__WHAT THE EXERCISE ASKS__
Copy down all of the data underneath, exactly as shown.

__SUPPLIED DATA__

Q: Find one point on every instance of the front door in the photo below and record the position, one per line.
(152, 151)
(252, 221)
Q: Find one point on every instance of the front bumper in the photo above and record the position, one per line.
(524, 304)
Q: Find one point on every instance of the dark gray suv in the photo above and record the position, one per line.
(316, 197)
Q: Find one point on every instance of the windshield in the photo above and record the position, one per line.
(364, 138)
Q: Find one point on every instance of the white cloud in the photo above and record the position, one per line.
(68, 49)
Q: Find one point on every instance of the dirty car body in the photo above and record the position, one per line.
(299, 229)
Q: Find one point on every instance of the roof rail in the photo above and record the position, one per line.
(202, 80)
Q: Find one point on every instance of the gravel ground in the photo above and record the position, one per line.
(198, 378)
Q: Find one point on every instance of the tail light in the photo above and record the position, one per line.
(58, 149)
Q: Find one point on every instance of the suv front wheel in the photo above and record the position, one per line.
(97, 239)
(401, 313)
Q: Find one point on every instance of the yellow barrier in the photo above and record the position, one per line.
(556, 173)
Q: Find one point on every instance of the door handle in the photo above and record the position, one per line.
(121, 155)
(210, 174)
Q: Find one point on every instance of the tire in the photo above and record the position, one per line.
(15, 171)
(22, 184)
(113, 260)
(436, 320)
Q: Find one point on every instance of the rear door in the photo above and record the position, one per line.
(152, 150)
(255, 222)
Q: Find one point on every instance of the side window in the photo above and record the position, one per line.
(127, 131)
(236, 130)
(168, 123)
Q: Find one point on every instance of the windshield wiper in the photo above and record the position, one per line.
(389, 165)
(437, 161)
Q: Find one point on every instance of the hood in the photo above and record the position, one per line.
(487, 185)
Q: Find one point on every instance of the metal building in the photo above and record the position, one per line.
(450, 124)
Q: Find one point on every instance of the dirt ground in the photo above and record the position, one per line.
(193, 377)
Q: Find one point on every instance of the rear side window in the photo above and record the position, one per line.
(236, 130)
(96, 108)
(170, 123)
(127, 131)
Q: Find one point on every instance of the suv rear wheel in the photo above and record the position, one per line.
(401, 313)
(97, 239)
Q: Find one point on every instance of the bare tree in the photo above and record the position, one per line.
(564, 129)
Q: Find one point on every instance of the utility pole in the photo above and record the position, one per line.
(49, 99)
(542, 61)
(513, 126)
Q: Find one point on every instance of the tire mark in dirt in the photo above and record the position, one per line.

__RESULT OF THIS TASK__
Q: Find one point on every instance of the front door in the photo below and record the position, one per line.
(152, 151)
(252, 221)
Q: Find one point on every instance of the front bumper in the photo above and record the position, one per line.
(524, 304)
Q: Find one point on every instance of the dark gray suv in the photo above and record the position, one per line.
(316, 197)
Q: Find one point on every instance of the windshield in the photo above and record the position, one per line.
(364, 138)
Q: Find one point on every instance of the white cloud in the photo above and record the position, one per line.
(68, 49)
Q: Find one point on every instance of the dirty car body in the photo above and record the position, one per line.
(299, 229)
Q: Find one point on every instance of the roof rail in the photo above and record the position, one per line.
(202, 80)
Q: Find one point on every instance of the gravel ground in the photo above and record the position, one per line.
(198, 378)
Q: Find one point on every instance of the tail light in the photo above and record the position, one per line.
(58, 149)
Q: Find one point on every instance of the suv front wheel in the photo above and record the position, one per line.
(97, 239)
(401, 313)
Q: Find one point on every instance of the yellow barrier in the photo above and record the position, one per line.
(556, 173)
Q: Find one point on every instance of the door handle in the photo above and record the position, one per line.
(121, 155)
(210, 174)
Q: Find one point on every instance of the tire in the photo above and record the position, one per line.
(15, 171)
(22, 184)
(113, 260)
(436, 320)
Q: Find one point on every instance of the rear door in the photo above and record the position, one per line.
(152, 150)
(255, 222)
Q: Find one point on every instance of the side window in the photo above and record the position, one per line.
(127, 131)
(236, 130)
(168, 123)
Q: Find one point on every instance of the windshield wiper in the photo above and record the position, one per line.
(389, 165)
(437, 161)
Q: Find one point on every instance of the hood in the photo above and record the position, one per line.
(487, 185)
Q: Find one point on every instance of the metal building in the photo above and record the position, one per line.
(450, 124)
Q: Find one point on every instance of the dirt ground in the photo above and record the position, one per line.
(193, 377)
Q: Find one point on every instance of the rear side window in the photo above and record the position, one per line.
(236, 130)
(96, 108)
(170, 123)
(127, 131)
Q: Find one point on every instance of the suv rear wheel in the photo above and record the position, one per line.
(401, 313)
(97, 239)
Q: Find one point on every instance of the bare tree in the photo above and record the position, one per line.
(564, 129)
Q: Find one point on every instance of the utility pole in the photo above and record the position, one per line.
(49, 99)
(542, 61)
(513, 126)
Q: Find one point on every instance of the tire mark in dirt in the photo above and record the position, one per line.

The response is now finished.